_Texto de lectura_:
·····

A medida que van creciendo y las demandas de su entorno empiezan a aumentar, los niños quieren sentirse capaces de cumplir con las responsabilidades que se les asignan y de alcanzar aquello que se espera de ellos como niños grandes. Durante esta etapa de desarrollo, tomar sus propias decisiones y tener experiencias de éxito es indispensable para que construyan su sentido de competencia (Erikson, 1950). Igualmente importante es que puedan exponerse al error y a la frustración, pues esto los ayudará a observar cuáles son las consecuencias de sus acciones y evaluar qué pueden hacer diferente en su siguiente intento. En esta etapa, los niños aprenden a identificar sus propias emociones y tomar en consideración tanto las emociones del otro como las normas sociales para decidir la mejor manera de responder a una situación (Papalia y Martorell, 2021). Es en base al marco de referencia de lo permitido y lo no permitido que les brindamos los adultos que son capaces de entender el mundo y adecuar su comportamiento en función a ello. De este modo, se vuelve fundamental a esta edad darles a los niños reglas consistentes y congruentes que finalmente los ayuden a desenvolverse adecuadamente con sus pares y resolver los conflictos que puedan surgir entre ellos con mucha más autonomía (Fátima et al., 2020; Baumrind, 1989).

Por último, la adolescencia consiste en una etapa de transición a la adultez. En esta, se despierta un pensamiento más abstracto y se consigue la capacidad de reflexionar sobre los valores y la identidad (Piaget y Inhelder, 1972). Al cuestionar todo lo que previamente asumieron como cierto, los adolescentes empiezan a buscar su lugar en el mundo e independencia de sus padres. Durante esta exploración es esperable que tengan comportamientos de riesgo, pues experimentan con mayor libertad que antes la realidad que los rodea (Papalia y Wendkos, 2012). En ese sentido, el apoyo parental centrado en la orientación y el establecimiento de límites claros es crucial para su desarrollo seguro (Zeng et al., 2022).

·····

_Lo que harás_:
(1) Responde estas preguntas sobre el texto del desarrollo infantil:
(a) ¿Qué es indispensable para que los niños construyan su sentido de competencia?
(b) Además de un pensamiento más abstracto, ¿qué capacidad se consigue en la adolescencia?
(c) ¿En qué debe centrarse el apoyo parental durante la adolescencia?
(2) Transcribe el texto del desarrollo infantil desde las palabras "Por último, la adolescencia consiste" hasta las palabras "et al., 2022).", ambas incluidas.

_Información extraída_:

·····

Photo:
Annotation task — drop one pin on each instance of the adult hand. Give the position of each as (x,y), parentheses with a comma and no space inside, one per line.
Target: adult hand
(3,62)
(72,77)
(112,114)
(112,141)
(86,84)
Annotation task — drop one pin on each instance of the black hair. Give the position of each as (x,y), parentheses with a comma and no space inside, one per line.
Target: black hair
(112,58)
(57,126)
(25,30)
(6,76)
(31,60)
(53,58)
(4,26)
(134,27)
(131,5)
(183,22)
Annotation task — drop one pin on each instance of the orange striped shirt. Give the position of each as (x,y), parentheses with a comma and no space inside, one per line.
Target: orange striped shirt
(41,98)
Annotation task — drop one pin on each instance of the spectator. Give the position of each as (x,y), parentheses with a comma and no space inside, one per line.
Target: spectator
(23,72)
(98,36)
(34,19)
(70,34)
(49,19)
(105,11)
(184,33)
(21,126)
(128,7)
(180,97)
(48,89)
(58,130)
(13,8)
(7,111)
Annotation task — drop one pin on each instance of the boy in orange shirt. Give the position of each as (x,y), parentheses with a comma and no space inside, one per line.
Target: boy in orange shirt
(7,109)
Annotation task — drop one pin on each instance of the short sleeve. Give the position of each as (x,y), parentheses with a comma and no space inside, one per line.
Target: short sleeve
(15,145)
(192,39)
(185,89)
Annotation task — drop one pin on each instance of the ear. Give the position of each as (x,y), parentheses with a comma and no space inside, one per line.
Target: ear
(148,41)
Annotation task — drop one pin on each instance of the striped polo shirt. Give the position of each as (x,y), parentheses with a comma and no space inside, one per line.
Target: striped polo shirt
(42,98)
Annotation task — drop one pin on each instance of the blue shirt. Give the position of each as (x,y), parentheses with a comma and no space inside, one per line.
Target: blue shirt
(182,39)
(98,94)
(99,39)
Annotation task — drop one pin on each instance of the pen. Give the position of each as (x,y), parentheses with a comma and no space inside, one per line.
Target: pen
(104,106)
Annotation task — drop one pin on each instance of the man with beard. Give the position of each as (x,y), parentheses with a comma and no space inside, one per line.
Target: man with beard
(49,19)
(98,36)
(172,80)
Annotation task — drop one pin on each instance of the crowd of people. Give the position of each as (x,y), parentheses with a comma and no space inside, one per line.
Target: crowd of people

·····

_Respuestas del ejercicio_:
(1)
(a) Es indispensable que tomen sus propias decisiones y tengan experiencias de éxito.
(b) Se consigue la capacidad de reflexionar sobre los valores y la identidad.
(c) Debe centrarse en la orientación y en el establecimiento de límites claros.

(2)
Por último, la adolescencia consiste en una etapa de transición a la adultez. En esta, se despierta un pensamiento más abstracto y se consigue la capacidad de reflexionar sobre los valores y la identidad (Piaget y Inhelder, 1972). Al cuestionar todo lo que previamente asumieron como cierto, los adolescentes empiezan a buscar su lugar en el mundo e independencia de sus padres. Durante esta exploración es esperable que tengan comportamientos de riesgo, pues experimentan con mayor libertad que antes la realidad que los rodea (Papalia y Wendkos, 2012). En ese sentido, el apoyo parental centrado en la orientación y el establecimiento de límites claros es crucial para su desarrollo seguro (Zeng et al., 2022).